The problem. Return every line in the entries below where the word "before" shows up.

Supplied entries.
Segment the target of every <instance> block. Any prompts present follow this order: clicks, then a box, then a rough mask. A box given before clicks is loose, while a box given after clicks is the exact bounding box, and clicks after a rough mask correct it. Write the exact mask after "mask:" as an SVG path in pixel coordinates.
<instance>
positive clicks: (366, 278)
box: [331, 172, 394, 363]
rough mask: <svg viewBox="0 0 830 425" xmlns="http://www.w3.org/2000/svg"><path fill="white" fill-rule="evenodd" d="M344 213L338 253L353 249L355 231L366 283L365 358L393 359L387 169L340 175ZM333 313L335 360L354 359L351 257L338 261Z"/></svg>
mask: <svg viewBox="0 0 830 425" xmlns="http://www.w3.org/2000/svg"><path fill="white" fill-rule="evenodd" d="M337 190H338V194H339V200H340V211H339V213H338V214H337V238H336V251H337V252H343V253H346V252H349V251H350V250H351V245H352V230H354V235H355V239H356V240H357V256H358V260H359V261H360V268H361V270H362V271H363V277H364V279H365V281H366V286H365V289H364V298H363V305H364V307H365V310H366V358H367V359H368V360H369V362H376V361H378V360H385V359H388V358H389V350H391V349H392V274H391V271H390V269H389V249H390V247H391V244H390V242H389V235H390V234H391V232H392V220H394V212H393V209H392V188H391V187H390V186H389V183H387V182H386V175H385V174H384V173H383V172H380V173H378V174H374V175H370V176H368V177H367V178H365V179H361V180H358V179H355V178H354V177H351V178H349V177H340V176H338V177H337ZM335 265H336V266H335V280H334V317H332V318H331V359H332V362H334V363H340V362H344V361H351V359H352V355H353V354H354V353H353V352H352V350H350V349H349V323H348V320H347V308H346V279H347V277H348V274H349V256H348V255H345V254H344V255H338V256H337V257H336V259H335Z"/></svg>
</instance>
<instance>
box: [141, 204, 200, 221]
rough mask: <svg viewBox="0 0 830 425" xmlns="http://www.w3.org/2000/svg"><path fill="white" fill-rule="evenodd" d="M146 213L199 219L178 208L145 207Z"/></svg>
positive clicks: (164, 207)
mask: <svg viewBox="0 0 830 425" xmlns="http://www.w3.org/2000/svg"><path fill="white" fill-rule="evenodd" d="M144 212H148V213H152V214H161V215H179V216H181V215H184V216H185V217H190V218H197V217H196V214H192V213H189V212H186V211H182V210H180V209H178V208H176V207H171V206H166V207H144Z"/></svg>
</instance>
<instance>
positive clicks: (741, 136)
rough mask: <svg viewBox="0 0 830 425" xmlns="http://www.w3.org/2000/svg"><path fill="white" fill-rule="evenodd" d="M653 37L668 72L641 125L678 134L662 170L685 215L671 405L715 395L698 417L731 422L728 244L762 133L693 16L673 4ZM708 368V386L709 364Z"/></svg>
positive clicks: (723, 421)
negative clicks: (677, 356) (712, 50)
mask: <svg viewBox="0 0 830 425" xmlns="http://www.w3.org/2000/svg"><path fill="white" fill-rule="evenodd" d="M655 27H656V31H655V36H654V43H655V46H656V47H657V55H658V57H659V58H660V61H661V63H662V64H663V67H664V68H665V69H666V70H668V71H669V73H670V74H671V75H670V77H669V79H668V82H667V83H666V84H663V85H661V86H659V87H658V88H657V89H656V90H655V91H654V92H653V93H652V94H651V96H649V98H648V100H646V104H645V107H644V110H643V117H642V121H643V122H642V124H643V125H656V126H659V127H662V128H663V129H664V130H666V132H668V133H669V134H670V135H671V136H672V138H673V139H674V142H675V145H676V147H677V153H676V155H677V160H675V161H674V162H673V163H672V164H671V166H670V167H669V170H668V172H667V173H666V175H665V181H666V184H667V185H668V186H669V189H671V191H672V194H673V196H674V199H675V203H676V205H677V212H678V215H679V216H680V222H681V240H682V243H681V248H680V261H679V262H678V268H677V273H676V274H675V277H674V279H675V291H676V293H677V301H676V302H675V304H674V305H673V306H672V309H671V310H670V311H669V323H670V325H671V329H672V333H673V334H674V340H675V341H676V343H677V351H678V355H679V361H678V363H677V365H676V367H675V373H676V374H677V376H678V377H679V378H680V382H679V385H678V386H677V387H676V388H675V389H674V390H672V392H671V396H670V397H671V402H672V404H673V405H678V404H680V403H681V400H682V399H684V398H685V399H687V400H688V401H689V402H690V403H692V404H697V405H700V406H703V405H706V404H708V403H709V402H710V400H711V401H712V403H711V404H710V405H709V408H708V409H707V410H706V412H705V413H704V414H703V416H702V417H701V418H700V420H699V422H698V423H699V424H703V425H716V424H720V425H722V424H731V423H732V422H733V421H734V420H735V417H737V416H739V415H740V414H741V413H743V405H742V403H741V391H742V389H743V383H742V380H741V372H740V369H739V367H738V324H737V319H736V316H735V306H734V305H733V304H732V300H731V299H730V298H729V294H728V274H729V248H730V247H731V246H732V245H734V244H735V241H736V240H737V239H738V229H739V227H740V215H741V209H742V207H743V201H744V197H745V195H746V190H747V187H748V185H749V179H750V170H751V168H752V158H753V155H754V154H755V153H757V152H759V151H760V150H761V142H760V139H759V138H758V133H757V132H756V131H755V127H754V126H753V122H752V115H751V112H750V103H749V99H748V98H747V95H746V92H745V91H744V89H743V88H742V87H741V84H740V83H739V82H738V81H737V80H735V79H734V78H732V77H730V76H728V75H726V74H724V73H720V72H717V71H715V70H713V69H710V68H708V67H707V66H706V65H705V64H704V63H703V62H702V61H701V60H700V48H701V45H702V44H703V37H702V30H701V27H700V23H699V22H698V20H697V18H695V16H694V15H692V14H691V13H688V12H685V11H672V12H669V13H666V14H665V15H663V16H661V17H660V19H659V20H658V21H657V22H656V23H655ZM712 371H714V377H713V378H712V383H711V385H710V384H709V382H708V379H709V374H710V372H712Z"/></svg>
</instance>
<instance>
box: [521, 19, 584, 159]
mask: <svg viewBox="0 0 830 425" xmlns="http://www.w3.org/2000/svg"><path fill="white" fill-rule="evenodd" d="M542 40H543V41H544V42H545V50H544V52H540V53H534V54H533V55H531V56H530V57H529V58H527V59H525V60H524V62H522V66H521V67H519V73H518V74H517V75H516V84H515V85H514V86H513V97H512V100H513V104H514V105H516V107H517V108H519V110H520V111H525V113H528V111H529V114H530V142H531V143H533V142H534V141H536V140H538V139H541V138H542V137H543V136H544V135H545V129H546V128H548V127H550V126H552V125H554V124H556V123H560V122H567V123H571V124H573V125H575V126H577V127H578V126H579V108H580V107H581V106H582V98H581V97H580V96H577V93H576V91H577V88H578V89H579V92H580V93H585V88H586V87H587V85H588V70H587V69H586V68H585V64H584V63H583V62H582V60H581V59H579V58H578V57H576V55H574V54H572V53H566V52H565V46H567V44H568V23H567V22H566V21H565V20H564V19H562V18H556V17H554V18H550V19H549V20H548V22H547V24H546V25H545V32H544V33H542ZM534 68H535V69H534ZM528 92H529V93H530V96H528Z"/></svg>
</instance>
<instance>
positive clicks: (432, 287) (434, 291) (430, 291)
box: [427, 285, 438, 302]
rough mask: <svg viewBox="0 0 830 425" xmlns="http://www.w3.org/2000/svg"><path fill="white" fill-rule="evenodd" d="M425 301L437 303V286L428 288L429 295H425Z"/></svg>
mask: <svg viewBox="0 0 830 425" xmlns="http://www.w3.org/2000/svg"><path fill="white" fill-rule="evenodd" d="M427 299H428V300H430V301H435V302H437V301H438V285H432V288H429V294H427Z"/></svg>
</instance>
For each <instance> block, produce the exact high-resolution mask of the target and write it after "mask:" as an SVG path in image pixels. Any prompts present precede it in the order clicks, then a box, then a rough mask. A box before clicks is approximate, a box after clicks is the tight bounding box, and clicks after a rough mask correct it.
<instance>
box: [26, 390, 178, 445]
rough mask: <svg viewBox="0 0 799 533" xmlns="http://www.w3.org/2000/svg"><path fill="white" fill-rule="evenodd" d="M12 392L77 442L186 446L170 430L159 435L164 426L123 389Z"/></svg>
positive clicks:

Solution.
Segment the target of every <instance> block. Any prompts present follow this order: clicks, then a box, then a rough mask. A box given before clicks is loose, while a box given after clicks is the exact bounding box, and clicks after a rough mask correct it. Write the exact mask after "mask:" as an SVG path in pixel coordinates.
For each <instance> block, produce the exact high-resolution mask of the target and write it after "mask:" as an SVG path in image pixels. Any prompts present precede it in the order clicks, then a box, then a rough mask. A box before clicks is approximate, a box after clicks is the tight bounding box, and clicks after a rough mask correct it.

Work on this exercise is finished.